>> Begin
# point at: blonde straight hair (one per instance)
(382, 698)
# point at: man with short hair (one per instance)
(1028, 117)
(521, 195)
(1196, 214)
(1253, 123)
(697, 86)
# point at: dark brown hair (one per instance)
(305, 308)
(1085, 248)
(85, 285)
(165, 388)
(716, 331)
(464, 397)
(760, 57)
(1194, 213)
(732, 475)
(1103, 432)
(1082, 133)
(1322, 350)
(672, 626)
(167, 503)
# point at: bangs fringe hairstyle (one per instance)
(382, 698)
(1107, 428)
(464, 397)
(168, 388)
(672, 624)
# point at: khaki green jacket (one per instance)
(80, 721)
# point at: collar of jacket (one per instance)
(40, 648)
>> End
## Brief
Copy the listing with every "jacket" changed to "coat" and all else left as it is.

## Full response
# point at: blonde straight hair (one per instance)
(382, 698)
# point at: man with short hair (one per instance)
(1028, 117)
(521, 195)
(1196, 214)
(1253, 123)
(697, 86)
# point at: dark brown hair (one per instance)
(305, 308)
(1085, 248)
(85, 285)
(165, 388)
(716, 331)
(464, 397)
(760, 57)
(1194, 213)
(732, 475)
(1103, 432)
(1082, 133)
(1322, 350)
(672, 626)
(167, 503)
# point at: bangs fringe hairstyle (one per instance)
(382, 698)
(1107, 428)
(464, 397)
(168, 388)
(672, 624)
# point at: khaki green coat (one per instance)
(80, 721)
# point at: collar of coat (one per instance)
(40, 648)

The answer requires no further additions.